Duplicate the material below line for line, changing nothing.

Recorded data

start

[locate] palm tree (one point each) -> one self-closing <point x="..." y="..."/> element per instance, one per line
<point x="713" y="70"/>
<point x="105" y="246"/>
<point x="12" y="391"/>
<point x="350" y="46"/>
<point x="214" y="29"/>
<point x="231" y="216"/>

end

Written reply:
[locate] palm tree (one point each) -> one self-closing <point x="..." y="..."/> element per instance, one per line
<point x="713" y="70"/>
<point x="105" y="246"/>
<point x="12" y="391"/>
<point x="350" y="46"/>
<point x="214" y="29"/>
<point x="231" y="216"/>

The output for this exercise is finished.